**Tugas yang Diberikan A**
Cetak ulang sebagian artikel tentang Kartini tanpa mengubah satu kata pun, mulai dari kata-kata yang memuat "Banyak kalangan yang" dan berhenti setelah "tokoh-tokoh nasional lainnya.".

"Mimpi" Kartini
Minggu, 20 April 2014 6:06 WIB
Kita tidak perlu mempersoalkan kenapa RA Kartni ditokohkan sebagai pahlawan nasional Indonesia, karena sudah melekat pada setiap anak bangsa di republik tercinta ini bahwa Kartini yang lahir di Jepara, Jawa Tengah, pada tahun 1879, adalah seorang pelopor kebangkitan perempuan pribumi.
Banyak kalangan yang tidak setuju dengan penokohan perempuan yang setiap 21 April itu diperingati sebagai hari kelahirannya. Sejumlah aktivis perempuan menilai bahwa masih banyak tokoh wanita lain yang lebih berbobot untuk disejajarkan dengan tokoh-tokoh nasional lainnya.

**Tugas yang Diberikan B**
Ubah semua baris pada seluruh entri di bawah ini menjadi daftar bernomor, tanpa baris kosong. Gambar tidak perlu dimasukkan ke dalam jawaban.

**Entri yang Tersedia**
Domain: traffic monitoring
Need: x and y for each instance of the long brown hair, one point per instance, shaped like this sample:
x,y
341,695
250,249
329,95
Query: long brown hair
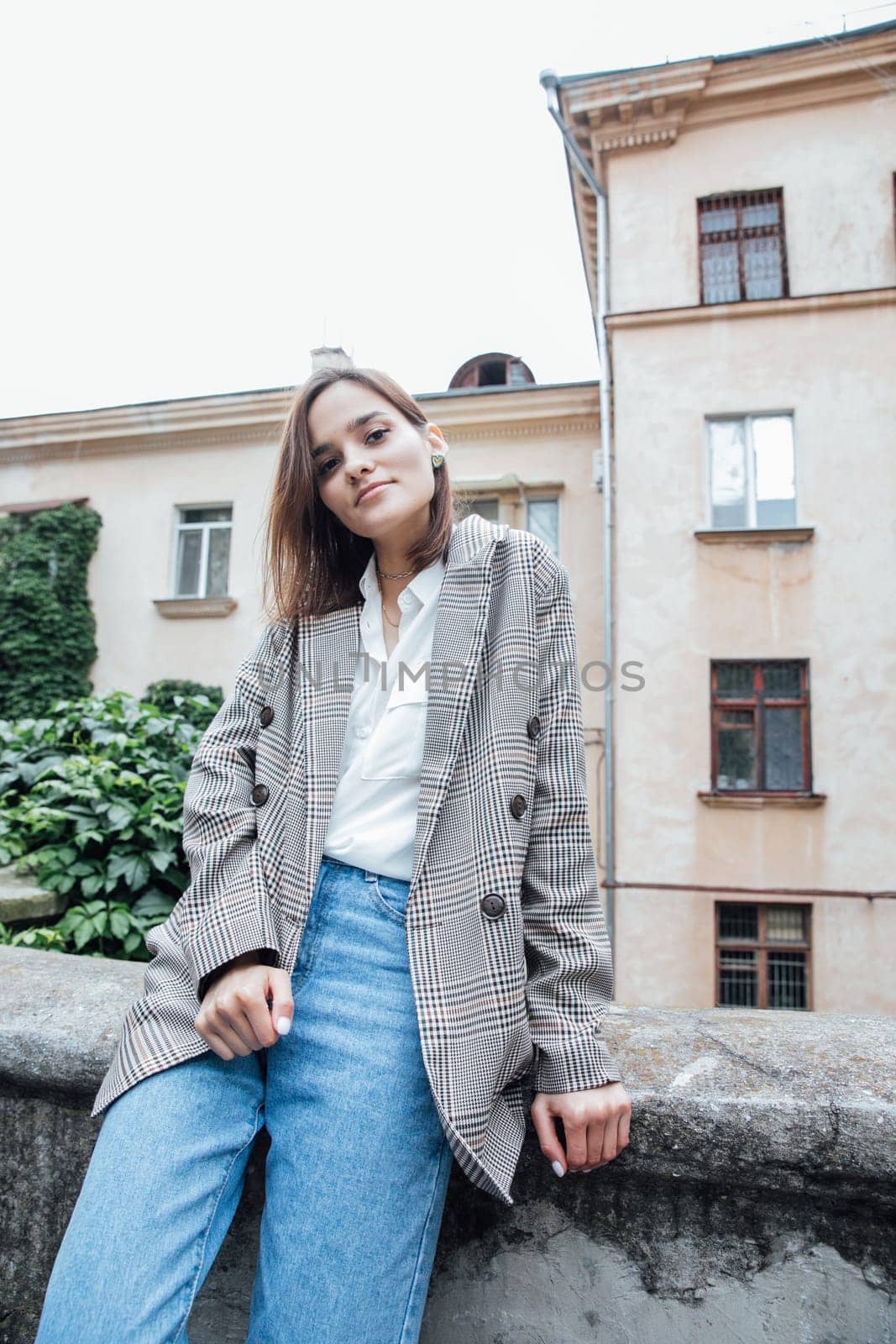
x,y
313,562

**Jawaban yang Benar A**
Banyak kalangan yang tidak setuju dengan penokohan perempuan yang setiap 21 April itu diperingati sebagai hari kelahirannya. Sejumlah aktivis perempuan menilai bahwa masih banyak tokoh wanita lain yang lebih berbobot untuk disejajarkan dengan tokoh-tokoh nasional lainnya.

**Jawaban yang Benar B**
1. Domain: traffic monitoring
2. Need: x and y for each instance of the long brown hair, one point per instance, shaped like this sample:
3. x,y
4. 341,695
5. 250,249
6. 329,95
7. Query: long brown hair
8. x,y
9. 313,562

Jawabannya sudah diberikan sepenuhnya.